§ **Selected extract**

Gravitational Constant: Why Is It Fundamental?

[Vishwasks001]

Hi,

I was wondering if there is any need in the theory of relativity for Newton's Gravitational Constant 'G' to remain a fundamental constant.

Constant in Coulomb's Law can be expressed in 'c' and 'pi', then why Constant in Newton's Law needs to be a fundamental constant??

 

[Dale]

Hi Vishwasks001, weldome to PF!

I would say that no dimensionful constant is fundamental. The only fundamental ones are the dimensionless ones like the fine structure constant:

http://math.ucr.edu/home/baez/constants.html

 

[PeterDonis]

In classical GR, the gravitational constant $G$ can be viewed as just a unit conversion factor, just like $c$ is. (More precisely, $G / c^2$ converts units of mass to units of length.)

§ **Data extract**
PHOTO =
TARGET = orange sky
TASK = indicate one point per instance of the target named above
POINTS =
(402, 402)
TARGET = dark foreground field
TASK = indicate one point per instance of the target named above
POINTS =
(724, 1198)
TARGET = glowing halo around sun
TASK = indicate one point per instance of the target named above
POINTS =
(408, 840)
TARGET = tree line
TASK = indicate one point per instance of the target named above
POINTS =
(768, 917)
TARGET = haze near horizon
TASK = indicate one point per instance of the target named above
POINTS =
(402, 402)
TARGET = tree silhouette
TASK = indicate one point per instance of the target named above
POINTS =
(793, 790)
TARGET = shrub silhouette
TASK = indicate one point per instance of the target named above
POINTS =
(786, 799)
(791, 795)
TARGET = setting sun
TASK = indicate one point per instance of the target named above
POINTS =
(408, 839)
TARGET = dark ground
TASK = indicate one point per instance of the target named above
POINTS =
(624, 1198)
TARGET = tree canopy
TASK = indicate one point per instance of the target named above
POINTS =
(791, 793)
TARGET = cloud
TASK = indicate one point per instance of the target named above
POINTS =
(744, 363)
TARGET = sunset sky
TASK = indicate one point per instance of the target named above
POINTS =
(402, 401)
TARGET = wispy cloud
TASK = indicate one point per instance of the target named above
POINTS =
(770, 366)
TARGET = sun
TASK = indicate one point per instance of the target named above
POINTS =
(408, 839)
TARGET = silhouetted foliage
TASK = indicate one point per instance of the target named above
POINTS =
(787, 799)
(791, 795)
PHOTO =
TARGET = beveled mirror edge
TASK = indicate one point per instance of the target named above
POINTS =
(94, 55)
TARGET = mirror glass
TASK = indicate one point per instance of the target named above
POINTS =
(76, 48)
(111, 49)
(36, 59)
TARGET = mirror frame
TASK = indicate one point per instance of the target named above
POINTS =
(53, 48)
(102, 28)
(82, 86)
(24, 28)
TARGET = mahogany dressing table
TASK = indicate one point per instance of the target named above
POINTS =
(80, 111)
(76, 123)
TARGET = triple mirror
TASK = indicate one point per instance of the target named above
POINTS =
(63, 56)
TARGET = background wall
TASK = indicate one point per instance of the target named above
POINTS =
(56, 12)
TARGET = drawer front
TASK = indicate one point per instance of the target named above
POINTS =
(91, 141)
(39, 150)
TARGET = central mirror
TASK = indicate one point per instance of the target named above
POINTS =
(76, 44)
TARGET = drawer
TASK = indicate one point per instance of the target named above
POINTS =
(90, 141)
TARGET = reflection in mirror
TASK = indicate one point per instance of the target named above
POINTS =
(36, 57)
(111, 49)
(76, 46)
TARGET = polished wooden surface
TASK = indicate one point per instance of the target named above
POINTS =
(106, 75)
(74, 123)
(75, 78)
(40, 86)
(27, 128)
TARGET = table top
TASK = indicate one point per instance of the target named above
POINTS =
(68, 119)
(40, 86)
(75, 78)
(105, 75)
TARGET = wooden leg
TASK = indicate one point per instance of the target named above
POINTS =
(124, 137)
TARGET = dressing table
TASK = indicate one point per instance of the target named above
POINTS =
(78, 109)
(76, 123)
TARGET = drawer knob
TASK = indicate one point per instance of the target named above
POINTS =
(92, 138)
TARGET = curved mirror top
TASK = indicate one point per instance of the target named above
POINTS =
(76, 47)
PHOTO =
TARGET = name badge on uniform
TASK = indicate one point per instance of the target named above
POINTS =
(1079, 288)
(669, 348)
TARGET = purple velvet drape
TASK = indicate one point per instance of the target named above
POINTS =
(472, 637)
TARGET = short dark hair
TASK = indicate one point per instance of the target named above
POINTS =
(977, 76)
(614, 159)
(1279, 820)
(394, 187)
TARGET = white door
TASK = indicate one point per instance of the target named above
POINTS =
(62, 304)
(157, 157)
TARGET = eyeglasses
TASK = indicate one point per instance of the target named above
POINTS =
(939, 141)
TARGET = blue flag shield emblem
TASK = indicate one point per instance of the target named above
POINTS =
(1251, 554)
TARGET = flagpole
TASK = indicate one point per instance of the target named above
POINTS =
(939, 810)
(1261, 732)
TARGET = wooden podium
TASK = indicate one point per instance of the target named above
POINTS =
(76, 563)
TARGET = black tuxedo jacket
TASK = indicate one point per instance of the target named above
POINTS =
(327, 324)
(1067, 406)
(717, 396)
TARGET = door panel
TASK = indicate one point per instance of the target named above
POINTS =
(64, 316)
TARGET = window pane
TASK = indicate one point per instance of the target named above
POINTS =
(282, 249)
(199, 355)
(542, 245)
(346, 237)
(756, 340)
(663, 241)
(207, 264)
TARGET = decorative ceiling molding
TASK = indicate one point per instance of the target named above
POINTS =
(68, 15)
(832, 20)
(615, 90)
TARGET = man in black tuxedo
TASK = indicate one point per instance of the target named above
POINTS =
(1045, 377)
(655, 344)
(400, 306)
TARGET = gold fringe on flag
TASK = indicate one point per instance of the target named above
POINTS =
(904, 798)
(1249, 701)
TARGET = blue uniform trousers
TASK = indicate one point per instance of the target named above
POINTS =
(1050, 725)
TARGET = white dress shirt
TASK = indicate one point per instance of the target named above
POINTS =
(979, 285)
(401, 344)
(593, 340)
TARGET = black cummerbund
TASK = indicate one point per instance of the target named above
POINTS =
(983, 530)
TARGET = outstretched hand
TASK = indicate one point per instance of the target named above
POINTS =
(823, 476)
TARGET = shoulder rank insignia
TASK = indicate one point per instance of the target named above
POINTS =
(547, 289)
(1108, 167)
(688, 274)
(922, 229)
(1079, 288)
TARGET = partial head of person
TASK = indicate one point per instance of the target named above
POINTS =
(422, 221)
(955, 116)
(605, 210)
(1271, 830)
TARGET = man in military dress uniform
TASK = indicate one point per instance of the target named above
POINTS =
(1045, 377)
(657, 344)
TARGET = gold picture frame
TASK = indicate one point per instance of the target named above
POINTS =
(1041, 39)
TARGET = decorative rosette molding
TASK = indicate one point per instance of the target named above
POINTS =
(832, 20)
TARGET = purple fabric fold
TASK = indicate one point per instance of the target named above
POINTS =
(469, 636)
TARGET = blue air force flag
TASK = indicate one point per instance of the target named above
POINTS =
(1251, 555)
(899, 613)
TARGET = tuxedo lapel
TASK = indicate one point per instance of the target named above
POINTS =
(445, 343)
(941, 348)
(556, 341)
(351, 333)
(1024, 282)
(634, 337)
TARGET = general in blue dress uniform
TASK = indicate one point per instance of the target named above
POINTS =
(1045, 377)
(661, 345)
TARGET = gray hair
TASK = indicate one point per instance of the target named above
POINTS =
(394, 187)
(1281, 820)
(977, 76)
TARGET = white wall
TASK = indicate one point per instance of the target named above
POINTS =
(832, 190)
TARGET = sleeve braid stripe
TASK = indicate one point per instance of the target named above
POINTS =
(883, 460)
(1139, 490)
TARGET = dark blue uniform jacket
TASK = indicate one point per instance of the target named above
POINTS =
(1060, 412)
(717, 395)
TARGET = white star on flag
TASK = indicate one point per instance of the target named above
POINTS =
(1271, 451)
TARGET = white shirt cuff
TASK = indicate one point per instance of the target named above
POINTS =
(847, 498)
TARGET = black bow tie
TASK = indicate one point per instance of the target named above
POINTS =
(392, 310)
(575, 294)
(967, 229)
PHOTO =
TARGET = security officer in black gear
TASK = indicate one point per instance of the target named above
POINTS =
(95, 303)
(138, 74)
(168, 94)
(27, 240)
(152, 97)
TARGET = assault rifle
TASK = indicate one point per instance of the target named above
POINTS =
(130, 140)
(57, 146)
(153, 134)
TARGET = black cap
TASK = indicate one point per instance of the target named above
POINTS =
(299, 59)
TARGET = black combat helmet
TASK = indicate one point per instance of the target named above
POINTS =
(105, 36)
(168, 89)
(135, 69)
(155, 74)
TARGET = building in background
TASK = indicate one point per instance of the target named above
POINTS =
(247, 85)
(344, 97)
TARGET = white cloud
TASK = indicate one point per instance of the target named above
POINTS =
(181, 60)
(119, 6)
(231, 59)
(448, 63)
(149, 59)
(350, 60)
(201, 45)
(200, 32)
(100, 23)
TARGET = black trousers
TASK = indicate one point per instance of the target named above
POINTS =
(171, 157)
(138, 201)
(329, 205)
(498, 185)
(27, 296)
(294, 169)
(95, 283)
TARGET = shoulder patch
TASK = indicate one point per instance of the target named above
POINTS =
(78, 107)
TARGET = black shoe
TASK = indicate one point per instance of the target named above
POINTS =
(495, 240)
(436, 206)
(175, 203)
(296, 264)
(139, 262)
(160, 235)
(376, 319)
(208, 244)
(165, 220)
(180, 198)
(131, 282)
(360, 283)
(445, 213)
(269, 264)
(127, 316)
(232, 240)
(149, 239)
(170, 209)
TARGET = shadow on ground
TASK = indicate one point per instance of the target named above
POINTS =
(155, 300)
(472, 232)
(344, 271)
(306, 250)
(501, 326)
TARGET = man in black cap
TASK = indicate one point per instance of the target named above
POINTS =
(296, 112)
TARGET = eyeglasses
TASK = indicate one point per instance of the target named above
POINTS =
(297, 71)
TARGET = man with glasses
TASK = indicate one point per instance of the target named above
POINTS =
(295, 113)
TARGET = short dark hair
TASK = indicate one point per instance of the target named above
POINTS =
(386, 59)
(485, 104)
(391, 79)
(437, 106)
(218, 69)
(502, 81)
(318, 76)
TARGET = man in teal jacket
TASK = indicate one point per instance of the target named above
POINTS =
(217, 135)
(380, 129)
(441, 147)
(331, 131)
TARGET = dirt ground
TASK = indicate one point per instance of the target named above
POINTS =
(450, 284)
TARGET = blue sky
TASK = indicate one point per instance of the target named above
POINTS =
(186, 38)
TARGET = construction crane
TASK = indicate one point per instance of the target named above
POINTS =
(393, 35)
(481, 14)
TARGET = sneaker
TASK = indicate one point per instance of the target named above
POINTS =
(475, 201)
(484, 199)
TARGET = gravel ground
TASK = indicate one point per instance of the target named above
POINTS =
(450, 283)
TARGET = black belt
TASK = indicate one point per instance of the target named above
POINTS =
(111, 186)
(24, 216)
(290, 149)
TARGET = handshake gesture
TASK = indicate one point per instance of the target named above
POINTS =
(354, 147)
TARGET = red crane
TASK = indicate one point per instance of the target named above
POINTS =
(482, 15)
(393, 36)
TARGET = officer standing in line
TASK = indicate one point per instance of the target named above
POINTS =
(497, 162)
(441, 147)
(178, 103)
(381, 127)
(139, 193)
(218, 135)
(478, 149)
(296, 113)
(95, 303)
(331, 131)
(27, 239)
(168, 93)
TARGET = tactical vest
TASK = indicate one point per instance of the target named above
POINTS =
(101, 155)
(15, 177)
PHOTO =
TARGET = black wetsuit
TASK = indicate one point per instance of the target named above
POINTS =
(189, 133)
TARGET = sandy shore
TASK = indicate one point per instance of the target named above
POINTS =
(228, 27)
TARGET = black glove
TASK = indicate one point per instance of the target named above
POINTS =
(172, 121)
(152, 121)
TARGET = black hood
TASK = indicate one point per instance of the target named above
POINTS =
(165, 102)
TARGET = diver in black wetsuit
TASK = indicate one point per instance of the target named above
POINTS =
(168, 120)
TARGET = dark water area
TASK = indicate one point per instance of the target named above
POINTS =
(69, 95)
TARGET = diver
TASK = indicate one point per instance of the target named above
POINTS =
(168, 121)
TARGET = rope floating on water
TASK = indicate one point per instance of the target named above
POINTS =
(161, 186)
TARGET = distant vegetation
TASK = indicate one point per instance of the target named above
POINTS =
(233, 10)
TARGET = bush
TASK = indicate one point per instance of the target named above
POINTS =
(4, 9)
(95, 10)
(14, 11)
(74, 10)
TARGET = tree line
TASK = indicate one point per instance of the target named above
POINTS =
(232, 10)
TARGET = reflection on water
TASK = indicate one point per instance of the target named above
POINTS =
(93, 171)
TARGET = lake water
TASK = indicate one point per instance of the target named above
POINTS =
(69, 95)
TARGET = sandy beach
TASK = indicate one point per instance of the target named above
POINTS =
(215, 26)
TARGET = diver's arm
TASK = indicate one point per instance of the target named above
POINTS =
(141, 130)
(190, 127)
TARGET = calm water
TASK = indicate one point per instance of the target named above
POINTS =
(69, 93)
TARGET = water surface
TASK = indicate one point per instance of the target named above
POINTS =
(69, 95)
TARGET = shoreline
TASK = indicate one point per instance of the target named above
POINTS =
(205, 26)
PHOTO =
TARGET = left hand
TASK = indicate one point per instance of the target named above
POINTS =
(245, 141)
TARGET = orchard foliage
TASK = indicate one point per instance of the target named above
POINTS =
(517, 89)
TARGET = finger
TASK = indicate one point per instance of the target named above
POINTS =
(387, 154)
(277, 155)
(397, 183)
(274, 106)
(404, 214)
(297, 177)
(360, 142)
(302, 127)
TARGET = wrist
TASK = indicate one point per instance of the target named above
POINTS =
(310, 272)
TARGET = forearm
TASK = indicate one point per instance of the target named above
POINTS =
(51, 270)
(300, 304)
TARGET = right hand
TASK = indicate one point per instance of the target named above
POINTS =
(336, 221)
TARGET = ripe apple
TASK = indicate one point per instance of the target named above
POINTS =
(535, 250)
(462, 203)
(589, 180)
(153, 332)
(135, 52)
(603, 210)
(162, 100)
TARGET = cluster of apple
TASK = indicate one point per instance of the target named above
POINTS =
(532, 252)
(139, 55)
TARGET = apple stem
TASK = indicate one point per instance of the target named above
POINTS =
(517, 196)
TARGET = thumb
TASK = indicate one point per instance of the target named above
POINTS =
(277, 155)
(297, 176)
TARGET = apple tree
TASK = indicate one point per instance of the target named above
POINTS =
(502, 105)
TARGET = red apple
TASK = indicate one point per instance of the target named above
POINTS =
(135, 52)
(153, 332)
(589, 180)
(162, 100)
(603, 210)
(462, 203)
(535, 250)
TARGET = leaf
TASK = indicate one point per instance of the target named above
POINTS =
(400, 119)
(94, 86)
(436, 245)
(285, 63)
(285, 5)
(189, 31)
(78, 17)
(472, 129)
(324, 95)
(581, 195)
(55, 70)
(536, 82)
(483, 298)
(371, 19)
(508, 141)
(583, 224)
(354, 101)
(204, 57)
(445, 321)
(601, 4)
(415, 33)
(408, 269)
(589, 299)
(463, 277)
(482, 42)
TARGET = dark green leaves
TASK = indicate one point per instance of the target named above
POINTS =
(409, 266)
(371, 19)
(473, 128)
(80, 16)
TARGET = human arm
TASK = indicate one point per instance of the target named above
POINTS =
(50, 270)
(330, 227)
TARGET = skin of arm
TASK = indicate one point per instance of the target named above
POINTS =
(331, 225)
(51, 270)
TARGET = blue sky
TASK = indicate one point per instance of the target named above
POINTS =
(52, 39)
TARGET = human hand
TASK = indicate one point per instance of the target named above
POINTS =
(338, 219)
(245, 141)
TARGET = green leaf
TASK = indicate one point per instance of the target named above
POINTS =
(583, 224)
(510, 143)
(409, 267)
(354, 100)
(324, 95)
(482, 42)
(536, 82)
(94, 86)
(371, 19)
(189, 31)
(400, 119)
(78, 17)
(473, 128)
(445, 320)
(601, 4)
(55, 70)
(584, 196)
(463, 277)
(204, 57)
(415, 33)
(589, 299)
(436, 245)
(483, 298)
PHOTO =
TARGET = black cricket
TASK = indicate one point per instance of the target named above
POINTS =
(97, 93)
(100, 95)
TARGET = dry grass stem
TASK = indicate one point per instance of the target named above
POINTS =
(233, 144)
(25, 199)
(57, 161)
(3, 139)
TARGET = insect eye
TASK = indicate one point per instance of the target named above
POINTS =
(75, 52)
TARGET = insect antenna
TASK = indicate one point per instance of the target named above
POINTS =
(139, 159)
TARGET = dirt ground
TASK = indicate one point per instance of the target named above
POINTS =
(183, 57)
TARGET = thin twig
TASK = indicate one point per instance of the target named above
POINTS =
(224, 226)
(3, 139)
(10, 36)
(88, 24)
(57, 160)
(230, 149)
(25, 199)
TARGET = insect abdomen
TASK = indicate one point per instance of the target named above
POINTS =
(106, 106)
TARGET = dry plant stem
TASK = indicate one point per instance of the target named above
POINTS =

§ **What you need to do**
1 - In the forum thread on the gravitational constant, what does G / c^2 convert?
2 - Please copy the forum thread on the gravitational constant word for word from "[Vishwasks001]" to "a fundamental constant.".

§ **Answers to each task**
1 - It converts units of mass to units of length.

2 -
[Vishwasks001]

Hi,

I was wondering if there is any need in the theory of relativity for Newton's Gravitational Constant 'G' to remain a fundamental constant.